### STUDY TEXT
= Beginning of Section =

As the festive season sets in automobile dealers are set to clock their fastest revenue growth in three fiscals with sales accelerating 20-25 percent annualy on the back of 12-14 percent volume growth, as per Crisil Rating.
According to the rating vertical, this growth across the auto space is powered by five primary factors –
- Increasing preference for personal mobility
- Higher economic activity
- Easing supply-side constraints
- Shift in product mix towards higher priced vehicles
- Price hikes of 5-7%
Analysts at Crisil believe higher vehicle sales and greater contribution of the more-profitable ancillary revenue (service, spare parts and insurance) to 10-12 percent of total income in FY2023 from 8-9 percent last fiscal will help stabilise operating margin at 3-5 percent (4 percent in FY2022).
Retail auto registrations, which plunged in FY2021 and revived partially in FY2022, continued to recover in the first five months (April-August) of this fiscal with recovery in retail demand and easing of semi-conductor shortages.

= End of Section =

Records drawn from a collection:
= Beginning of Section =

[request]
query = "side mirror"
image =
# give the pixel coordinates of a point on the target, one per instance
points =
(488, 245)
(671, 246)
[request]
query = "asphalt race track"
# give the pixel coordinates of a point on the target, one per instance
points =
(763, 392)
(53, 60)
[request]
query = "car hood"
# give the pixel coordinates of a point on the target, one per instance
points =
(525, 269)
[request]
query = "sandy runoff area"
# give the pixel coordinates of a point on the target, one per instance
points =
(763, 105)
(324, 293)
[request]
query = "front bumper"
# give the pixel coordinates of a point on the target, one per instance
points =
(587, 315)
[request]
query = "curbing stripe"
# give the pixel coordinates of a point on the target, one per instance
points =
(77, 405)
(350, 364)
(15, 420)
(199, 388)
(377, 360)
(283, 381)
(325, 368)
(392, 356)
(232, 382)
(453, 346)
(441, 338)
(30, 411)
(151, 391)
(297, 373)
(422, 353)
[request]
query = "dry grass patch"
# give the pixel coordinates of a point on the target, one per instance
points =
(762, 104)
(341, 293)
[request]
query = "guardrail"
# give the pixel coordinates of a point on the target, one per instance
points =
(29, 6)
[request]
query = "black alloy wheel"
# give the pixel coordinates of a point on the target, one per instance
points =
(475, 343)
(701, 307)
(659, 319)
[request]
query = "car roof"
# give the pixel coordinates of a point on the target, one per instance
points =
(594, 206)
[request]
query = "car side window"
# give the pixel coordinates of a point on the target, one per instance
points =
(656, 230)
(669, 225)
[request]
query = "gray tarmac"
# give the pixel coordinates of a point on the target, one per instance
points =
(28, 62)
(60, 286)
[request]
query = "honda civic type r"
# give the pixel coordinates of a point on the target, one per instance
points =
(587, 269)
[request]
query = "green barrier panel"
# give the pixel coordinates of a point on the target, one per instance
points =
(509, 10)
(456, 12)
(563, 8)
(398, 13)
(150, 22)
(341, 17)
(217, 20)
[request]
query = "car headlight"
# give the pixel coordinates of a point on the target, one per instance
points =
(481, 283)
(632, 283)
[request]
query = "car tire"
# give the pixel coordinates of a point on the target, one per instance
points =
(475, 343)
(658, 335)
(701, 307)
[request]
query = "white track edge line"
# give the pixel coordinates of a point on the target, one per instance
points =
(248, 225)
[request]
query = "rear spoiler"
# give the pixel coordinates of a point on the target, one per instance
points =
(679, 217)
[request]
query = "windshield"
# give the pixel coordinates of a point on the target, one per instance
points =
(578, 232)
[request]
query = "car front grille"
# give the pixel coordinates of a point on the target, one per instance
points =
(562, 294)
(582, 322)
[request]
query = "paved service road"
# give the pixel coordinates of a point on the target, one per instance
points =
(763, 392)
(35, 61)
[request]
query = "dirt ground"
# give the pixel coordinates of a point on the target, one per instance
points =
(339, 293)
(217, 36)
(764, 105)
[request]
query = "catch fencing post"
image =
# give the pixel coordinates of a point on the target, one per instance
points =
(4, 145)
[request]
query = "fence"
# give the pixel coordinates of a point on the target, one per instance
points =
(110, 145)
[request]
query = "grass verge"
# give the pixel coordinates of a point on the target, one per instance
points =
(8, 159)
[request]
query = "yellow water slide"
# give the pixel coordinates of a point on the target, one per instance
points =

= End of Section =

Copy the entire passage on auto dealer revenue growth word for word. These rows have nothing to do with the passage on auto dealer revenue growth.

### REPLY
As the festive season sets in automobile dealers are set to clock their fastest revenue growth in three fiscals with sales accelerating 20-25 percent annualy on the back of 12-14 percent volume growth, as per Crisil Rating.
According to the rating vertical, this growth across the auto space is powered by five primary factors –
- Increasing preference for personal mobility
- Higher economic activity
- Easing supply-side constraints
- Shift in product mix towards higher priced vehicles
- Price hikes of 5-7%
Analysts at Crisil believe higher vehicle sales and greater contribution of the more-profitable ancillary revenue (service, spare parts and insurance) to 10-12 percent of total income in FY2023 from 8-9 percent last fiscal will help stabilise operating margin at 3-5 percent (4 percent in FY2022).
Retail auto registrations, which plunged in FY2021 and revived partially in FY2022, continued to recover in the first five months (April-August) of this fiscal with recovery in retail demand and easing of semi-conductor shortages.